## Task statement
Copy out the lines that run from the one containing "The image above might contain a dark foreground" through the one containing "[11,71,150,96]", both included, with nothing changed.

## Records shown
★ ★ ★ ★ ★
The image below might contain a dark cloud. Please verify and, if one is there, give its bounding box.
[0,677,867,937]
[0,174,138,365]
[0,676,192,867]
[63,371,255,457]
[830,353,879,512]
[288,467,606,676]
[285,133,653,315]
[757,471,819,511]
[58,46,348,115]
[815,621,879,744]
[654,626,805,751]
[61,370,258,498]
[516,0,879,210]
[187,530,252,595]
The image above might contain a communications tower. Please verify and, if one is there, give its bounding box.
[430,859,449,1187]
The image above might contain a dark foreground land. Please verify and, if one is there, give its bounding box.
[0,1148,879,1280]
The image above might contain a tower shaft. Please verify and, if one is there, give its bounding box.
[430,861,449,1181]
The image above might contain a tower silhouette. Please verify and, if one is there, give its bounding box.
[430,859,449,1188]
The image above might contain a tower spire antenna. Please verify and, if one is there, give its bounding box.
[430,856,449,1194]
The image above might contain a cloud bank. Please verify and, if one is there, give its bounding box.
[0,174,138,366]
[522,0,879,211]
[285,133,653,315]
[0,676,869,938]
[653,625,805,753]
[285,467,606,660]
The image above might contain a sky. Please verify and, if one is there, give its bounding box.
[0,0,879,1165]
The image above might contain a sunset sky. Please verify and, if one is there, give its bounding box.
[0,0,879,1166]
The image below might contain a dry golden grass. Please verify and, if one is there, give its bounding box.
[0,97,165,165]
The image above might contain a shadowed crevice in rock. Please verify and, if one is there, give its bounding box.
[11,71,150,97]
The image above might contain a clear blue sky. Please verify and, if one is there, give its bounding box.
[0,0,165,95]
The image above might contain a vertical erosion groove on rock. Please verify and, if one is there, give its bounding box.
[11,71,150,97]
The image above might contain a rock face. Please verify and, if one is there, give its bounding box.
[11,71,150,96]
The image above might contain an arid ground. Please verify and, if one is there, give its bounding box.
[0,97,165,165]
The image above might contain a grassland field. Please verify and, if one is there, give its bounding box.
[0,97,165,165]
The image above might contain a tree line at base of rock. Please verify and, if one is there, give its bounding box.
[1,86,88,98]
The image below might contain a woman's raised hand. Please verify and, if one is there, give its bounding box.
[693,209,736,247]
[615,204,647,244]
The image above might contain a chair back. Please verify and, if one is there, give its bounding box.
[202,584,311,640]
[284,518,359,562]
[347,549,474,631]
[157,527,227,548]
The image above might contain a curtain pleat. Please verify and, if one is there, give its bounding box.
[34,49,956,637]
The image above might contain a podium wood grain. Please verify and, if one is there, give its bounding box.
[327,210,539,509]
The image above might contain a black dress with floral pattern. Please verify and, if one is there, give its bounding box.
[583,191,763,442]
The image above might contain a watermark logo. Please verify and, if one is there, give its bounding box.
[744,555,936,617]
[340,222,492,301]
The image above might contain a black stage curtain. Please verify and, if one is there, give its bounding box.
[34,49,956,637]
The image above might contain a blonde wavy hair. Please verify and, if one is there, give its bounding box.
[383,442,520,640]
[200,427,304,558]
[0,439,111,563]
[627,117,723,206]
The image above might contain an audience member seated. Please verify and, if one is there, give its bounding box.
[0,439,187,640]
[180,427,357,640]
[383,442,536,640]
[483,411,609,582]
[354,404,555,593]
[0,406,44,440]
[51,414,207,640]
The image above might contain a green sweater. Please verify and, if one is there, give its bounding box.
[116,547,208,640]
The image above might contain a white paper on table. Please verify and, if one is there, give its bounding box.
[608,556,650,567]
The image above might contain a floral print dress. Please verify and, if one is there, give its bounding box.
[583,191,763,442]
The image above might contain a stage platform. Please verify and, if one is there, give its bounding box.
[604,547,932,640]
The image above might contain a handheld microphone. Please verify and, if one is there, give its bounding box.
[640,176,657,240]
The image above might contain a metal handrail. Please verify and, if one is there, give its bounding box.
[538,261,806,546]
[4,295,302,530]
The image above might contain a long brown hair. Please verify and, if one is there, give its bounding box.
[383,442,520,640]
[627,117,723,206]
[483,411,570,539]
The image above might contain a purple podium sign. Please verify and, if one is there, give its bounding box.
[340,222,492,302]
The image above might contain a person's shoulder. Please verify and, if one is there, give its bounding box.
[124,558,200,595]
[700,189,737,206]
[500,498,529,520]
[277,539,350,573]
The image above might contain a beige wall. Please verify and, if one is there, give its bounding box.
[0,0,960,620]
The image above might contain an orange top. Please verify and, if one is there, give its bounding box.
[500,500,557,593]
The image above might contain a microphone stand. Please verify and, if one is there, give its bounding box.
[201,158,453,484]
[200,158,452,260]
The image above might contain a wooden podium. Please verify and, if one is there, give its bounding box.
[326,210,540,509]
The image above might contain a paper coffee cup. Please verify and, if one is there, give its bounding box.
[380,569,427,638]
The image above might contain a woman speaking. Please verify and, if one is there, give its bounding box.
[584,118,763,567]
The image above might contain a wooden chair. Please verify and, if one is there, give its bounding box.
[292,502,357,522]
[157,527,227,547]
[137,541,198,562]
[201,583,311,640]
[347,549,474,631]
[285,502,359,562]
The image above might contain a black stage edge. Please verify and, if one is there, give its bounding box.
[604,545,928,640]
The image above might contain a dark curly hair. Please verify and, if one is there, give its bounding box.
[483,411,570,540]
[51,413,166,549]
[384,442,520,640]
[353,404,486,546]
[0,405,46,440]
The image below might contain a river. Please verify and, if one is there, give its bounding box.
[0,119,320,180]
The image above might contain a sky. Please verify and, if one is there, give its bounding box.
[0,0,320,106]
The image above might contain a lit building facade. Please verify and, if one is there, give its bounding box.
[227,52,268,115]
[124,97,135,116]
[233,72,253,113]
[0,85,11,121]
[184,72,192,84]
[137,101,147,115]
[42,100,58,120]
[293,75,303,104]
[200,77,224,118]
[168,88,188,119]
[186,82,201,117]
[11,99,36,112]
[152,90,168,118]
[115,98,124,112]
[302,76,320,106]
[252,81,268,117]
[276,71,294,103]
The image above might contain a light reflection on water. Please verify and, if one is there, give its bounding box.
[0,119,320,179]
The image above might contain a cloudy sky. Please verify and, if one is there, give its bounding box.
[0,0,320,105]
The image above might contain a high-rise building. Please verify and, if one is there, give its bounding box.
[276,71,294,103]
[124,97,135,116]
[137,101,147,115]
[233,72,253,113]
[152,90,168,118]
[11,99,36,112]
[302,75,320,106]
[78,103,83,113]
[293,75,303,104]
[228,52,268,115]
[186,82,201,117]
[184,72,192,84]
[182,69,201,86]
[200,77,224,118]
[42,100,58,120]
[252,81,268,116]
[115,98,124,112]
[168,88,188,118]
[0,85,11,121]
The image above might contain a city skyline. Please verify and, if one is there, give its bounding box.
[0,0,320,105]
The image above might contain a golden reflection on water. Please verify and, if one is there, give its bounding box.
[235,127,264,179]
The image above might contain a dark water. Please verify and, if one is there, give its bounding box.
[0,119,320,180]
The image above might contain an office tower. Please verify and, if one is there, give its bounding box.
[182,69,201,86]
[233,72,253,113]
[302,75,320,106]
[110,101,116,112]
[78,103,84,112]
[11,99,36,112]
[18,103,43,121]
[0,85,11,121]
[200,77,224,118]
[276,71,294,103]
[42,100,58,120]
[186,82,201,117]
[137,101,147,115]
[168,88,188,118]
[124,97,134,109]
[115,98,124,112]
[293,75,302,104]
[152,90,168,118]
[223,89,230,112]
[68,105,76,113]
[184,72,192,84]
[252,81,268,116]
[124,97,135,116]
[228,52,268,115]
★ ★ ★ ★ ★
## Final result
The image above might contain a dark foreground land. Please verify and, if one is there, give its bounding box.
[0,1148,879,1280]
The image above might contain a tower shaft. Please verify and, if one is there, give its bounding box.
[430,861,449,1181]
The image above might contain a tower silhouette. Please verify and, if one is there, give its bounding box.
[430,859,449,1188]
The image above might contain a tower spire antenna. Please verify and, if one is there, give its bounding box.
[430,856,449,1194]
The image above might contain a cloud bank. Please verify and, if one is there, give its bounding box.
[0,174,138,366]
[522,0,879,211]
[285,133,653,315]
[0,676,869,938]
[653,625,805,753]
[285,467,606,660]
The image above might contain a sky. Please verify and, if one is there, give its bounding box.
[0,0,879,1165]
The image above might contain a sunset sky. Please verify and, if one is there, give its bounding box.
[0,0,879,1166]
The image below might contain a dry golden grass. Please verify and, if one is there, give its bounding box.
[0,97,165,165]
The image above might contain a shadowed crevice in rock. Please verify and, if one is there, give its bounding box.
[11,71,150,97]
The image above might contain a clear blue sky. Please verify and, if one is there, give its bounding box.
[0,0,165,95]
The image above might contain a vertical erosion groove on rock. Please verify and, if one is there, give its bounding box.
[11,71,150,97]
The image above might contain a rock face. Please verify and, if one is there, give its bounding box.
[11,71,150,96]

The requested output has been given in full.